Excerto fornecido:
|---|

Ao ler um livro de novelas de Bohumil Hrabal, encontrei um pequeno texto do autor checo, a explicar a sua arte. Às tantas, deparei com esta pequena frase, que tento pobremente traduzir da tradução: “Se Pieter Brueghel podia pôr os Alpes mesmo nas traseiras das suas cidades e paisagens dos Países Baixos, por que não havia eu de usar as mesmas tesouras e cortar do meu povo e da minha paisagem o que convier ao meu texto e por que não havia eu de cortar da minha cabeça apenas aquilo com que sonho de forma mais intensa e, portanto, mais feliz?”
O pintor renascentista flamengo usou montanhas como paisagem de fundo em algumas das telas que pintou e preocupava-se em contar histórias complexas, num tom quase surrealista (enfim, desculpem a falta de rigor histórico, mas em arte os períodos misturam-se mais do que geralmente se pensa). Brueghel o Velho (também conhecido por Brueghel Camponês) parece ter ficado obcecado artisticamente com o tema da queda e o problema do movimento, pelo que as montanhas talvez permitissem acentuar as suas ideias de pintura: presumo que a queda seja mais evidente se houver planos verticais; o movimento em primeiro plano torna-se mais óbvio no contraste com a natureza estática das montanhas. E as montanhas dão dramatismo às histórias.

|---|

Tarefas a realizar:
1. Com base no excerto sobre Hrabal e Brueghel, responda:
(a) Qual é a nacionalidade de Bohumil Hrabal?
(b) Que montanhas Brueghel punha nas traseiras das suas cidades e paisagens dos Países Baixos, segundo a frase citada?
(c) Por que outro nome é também conhecido Brueghel o Velho?
2. Prossiga, por favor, o excerto sobre Hrabal e Brueghel a partir da sua última frase.

Dados fornecidos:
|---|

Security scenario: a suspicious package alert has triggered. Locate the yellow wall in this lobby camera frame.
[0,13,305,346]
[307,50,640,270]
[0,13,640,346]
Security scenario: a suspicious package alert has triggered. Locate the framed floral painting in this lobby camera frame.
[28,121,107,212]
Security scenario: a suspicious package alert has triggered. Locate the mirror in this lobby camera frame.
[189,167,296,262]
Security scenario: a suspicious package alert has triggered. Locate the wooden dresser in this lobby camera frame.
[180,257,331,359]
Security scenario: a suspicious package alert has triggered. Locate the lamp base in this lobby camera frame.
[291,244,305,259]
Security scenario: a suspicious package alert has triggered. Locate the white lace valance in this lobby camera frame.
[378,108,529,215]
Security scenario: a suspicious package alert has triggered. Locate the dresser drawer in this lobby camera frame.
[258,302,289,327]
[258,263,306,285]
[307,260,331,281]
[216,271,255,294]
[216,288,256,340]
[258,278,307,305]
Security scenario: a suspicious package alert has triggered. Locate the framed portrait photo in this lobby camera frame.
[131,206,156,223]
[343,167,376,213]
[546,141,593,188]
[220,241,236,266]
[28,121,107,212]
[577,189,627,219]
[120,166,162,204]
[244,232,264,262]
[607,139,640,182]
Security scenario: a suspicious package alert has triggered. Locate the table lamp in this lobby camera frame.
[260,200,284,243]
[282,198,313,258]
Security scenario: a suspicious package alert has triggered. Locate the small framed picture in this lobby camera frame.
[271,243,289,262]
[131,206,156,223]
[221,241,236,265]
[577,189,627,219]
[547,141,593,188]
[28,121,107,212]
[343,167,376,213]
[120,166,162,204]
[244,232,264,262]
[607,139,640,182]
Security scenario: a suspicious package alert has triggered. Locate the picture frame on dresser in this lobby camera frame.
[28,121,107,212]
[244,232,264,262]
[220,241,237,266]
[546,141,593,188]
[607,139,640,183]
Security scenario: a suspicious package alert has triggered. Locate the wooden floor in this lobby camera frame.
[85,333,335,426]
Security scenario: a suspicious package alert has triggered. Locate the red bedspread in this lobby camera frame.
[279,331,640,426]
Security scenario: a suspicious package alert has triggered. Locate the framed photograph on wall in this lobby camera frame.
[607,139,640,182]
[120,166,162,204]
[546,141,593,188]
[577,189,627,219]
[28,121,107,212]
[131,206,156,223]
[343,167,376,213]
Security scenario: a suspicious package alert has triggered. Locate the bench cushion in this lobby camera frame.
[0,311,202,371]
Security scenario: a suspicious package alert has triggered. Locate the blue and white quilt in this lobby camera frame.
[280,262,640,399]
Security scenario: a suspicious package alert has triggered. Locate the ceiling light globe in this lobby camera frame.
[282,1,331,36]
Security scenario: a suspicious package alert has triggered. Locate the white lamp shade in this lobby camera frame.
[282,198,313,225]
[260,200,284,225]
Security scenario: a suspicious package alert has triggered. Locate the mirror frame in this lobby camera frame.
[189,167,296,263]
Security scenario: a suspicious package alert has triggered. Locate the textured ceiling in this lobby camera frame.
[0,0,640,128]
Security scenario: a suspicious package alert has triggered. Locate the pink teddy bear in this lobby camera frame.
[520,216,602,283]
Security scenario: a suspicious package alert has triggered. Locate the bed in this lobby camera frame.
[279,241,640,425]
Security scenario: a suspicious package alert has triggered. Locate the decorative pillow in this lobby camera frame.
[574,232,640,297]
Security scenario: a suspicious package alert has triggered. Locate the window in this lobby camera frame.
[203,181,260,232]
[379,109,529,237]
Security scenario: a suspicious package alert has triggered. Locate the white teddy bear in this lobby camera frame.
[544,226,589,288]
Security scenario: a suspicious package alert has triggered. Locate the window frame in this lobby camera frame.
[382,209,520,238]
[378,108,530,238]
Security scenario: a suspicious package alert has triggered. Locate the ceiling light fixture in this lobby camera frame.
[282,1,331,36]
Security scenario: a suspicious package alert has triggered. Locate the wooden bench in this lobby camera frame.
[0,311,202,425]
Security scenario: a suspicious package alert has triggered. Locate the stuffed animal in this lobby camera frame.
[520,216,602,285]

|---|

Respostas:
1.
(a) Checa.
(b) Os Alpes.
(c) Brueghel Camponês.

2.
A observação do escritor checo, tirando algum exagero, ajuda a compreender Brueghel, mas vai mais além, ao conduzir-nos ao problema do realismo na literatura e da missão política do escritor (ou ausência dela). Escrever corresponde a uma escolha, a uma técnica de colagem, pois Hrabal menciona as tesouras, ele, que sempre as sofreu. Assim, temos a extracção a partir da realidade apenas daquilo que convier ao texto, incluindo o sonho, território onde o autor vive mais feliz e que nos leva à ideia da própria fuga de uma existência sem outra saída. A literatura transforma-se numa realidade dentro da realidade, com montanhas que não deviam pertencer à paisagem e até alguns sonhos mais intensos.
Na altura, antes da Queda do Muro, muitos intelectuais ocidentais não percebiam a literatura de Hrabal, nem a escrita de outros escritores da Europa Central desprezados pelo poder e silenciados pela situação. Os dissidentes políticos, que nem sequer publicavam, pareciam não ver as evidentes qualidades do socialismo. Como podiam eles escrever de forma tão cripticamente irreverente sobre um regime que lhes dava tudo? Há um filme de Fassbinder que tem um título genial e que explica muito: ‘o direito do mais forte à liberdade’. Passou tanto tempo e os nossos intelectuais ainda não perceberam o que aconteceu na Europa e continuam a pensar da mesma maneira e a aceitar o princípio de que apenas os fortes têm direito à liberdade.
E escrevi este texto sem razão especial, por andar por estes dias a pensar muito na frase sobre Alpes e tesouras, pouco preocupado em definir um sentido claro para toda esta realidade de onde é sempre necessário cortar o que não convier ao texto, sendo essa a parte mais difícil.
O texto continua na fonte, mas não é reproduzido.